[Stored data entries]
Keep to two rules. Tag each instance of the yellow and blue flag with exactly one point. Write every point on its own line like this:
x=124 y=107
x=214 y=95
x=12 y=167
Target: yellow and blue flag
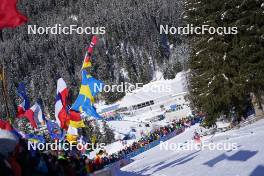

**ASSIGNMENT:** Lines above that include the string "blue" need to be copied.

**RESPONSE:**
Keep to two rules. Tag each instance of the yellow and blue flag with exactly one point. Write every point on its own line like this:
Target: yellow and blue flag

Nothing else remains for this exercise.